___ EXERCISE PASSAGE
Actor Ian Holm has died, aged 88.
“It is with great sadness that the actor Sir Ian Holm CBE passed away this morning at the age of 88,” his agents confirmed.
Holm – who appeared in the Lord of the Rings and Alien franchises – was suffering from an illness that was related to Parkinson’s.
“Charming, kind and ferociously talented, we will miss him hugely,” they said, adding: “He died peacefully in hospital, with his family and carer.”
Holm became a Bafta winner and Oscar nominee following his role in 1981 film Chariots Fire, in which he played the athletics coach Sam Mussabini.
He started out with a career in theatre, which he eventually quit in 1976 after experiencing stage fright.
It was during a performance in 1976’s The Iceman Cometh that Holm had “a sort of breakdown” on stage, which left what he once described as “a scar on my memory that will never go away”.
Ahead of that, he had been a prominent figure at the Royal Shakespeare Company, and won an Evening Standard trophy for his performance in Henry V (1965).
After turning his back on theatre, he had roles in Oh! What. Lovely War, Young Winston and Ridley Scott’s Alien.
Following his appearance in Scott’s seminal science-fiction horror film, he scored roles in Terry Gilliam’s Brazil, Luc Besson’s The Fifth Element and Atom Egoyan film The Sweet Hereafter.
His performance as Bilbo Baggins in Peter Jackson’s The Lord of the Rings: The Fellowship of the Ring (2001) introduced Holm to a whole new generation. He reprised the role in The Return of the King (2003), as well as the first and third instalments of Jackson’s Hobbit trilogy nine years later.
______
● **WHAT NEEDS TO BE DONE**
Copy out everything in the passage on Ian Holm from "After turning his" down to "The Sweet Hereafter.".
___ RECORD EXTRACTS
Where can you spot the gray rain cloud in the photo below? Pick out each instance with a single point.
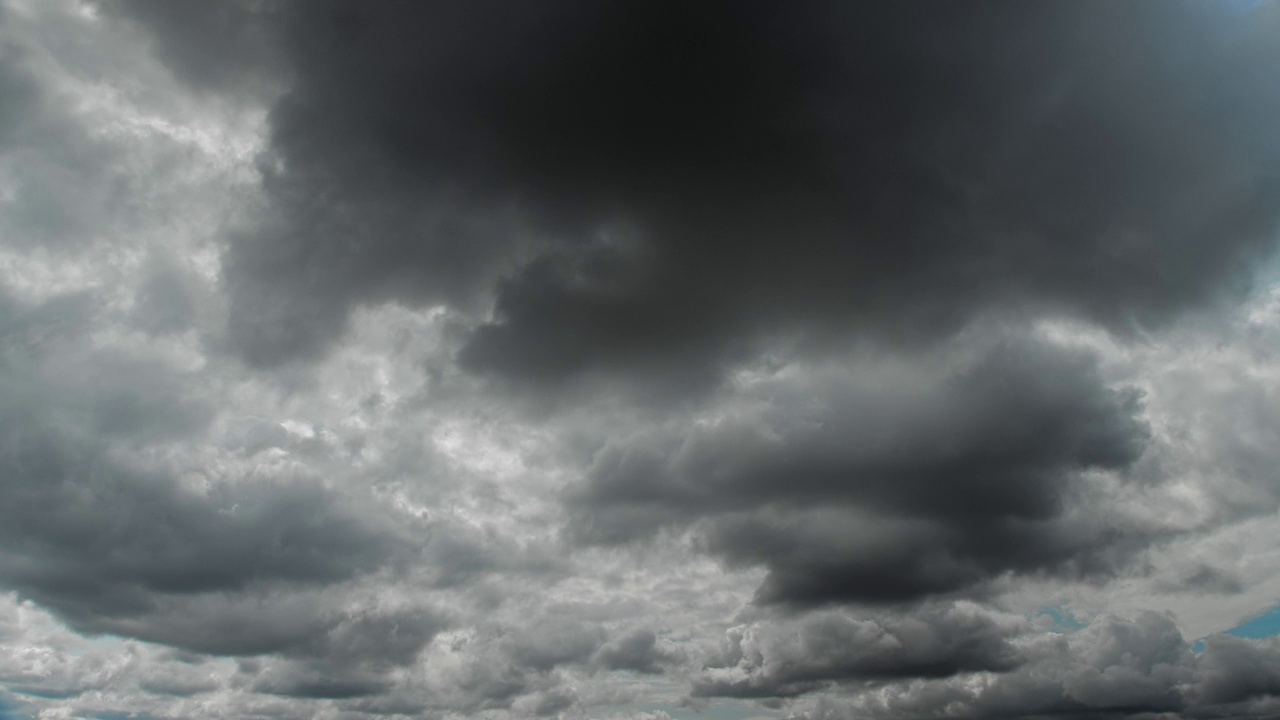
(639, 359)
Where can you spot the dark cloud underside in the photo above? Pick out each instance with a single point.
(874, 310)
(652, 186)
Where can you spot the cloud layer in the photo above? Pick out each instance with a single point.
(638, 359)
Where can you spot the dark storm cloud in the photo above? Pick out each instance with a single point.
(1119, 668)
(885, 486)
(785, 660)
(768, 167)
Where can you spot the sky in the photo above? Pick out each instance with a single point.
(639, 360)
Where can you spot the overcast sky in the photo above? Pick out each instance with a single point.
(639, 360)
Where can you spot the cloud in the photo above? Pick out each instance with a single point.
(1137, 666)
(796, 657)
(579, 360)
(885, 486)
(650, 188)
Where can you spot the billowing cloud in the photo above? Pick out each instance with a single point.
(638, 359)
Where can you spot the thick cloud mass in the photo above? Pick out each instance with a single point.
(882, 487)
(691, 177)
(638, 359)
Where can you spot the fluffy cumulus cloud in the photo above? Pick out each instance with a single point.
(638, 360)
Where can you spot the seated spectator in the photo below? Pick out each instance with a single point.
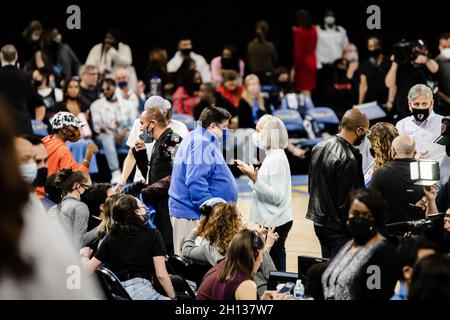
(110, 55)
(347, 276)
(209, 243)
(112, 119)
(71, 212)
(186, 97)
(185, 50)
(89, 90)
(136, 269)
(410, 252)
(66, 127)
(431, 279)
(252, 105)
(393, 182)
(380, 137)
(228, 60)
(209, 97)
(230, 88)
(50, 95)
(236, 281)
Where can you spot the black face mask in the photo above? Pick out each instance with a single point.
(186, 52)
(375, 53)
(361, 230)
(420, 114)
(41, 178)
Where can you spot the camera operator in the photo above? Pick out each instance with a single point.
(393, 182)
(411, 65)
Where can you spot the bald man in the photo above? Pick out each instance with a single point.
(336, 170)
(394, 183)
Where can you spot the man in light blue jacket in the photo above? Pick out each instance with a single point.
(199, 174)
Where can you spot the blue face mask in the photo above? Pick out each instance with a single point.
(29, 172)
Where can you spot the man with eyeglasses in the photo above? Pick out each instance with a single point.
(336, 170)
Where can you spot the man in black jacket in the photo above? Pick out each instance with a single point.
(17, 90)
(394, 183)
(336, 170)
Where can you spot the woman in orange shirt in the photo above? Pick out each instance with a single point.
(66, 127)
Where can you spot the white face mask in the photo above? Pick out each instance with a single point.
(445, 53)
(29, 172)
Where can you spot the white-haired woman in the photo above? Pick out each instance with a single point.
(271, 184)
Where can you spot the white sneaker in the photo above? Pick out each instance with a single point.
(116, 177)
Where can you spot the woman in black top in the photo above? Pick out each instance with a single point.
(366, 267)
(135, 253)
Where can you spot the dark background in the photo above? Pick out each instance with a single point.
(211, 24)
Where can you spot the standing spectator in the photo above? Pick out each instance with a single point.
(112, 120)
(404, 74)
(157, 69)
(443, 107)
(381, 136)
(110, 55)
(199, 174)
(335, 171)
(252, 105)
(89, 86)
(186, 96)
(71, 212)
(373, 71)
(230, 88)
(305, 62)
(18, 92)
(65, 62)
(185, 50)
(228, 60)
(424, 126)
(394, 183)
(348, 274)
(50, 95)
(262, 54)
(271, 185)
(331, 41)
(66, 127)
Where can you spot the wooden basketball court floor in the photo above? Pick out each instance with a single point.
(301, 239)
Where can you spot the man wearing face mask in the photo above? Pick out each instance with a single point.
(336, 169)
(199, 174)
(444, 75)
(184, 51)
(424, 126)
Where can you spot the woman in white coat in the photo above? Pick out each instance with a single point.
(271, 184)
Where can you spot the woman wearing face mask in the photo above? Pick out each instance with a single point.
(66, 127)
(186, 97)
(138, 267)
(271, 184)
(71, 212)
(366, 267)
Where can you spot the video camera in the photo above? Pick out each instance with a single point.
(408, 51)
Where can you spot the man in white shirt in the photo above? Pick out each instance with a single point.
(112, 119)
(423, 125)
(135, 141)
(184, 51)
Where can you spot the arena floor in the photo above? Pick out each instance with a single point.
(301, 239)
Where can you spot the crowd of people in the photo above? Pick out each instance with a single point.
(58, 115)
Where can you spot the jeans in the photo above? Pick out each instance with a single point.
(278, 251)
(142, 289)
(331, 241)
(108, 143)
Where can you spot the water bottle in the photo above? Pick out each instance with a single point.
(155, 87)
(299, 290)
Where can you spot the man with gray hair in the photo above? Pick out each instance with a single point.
______
● **ANSWER**
After turning his back on theatre, he had roles in Oh! What. Lovely War, Young Winston and Ridley Scott’s Alien.
Following his appearance in Scott’s seminal science-fiction horror film, he scored roles in Terry Gilliam’s Brazil, Luc Besson’s The Fifth Element and Atom Egoyan film The Sweet Hereafter.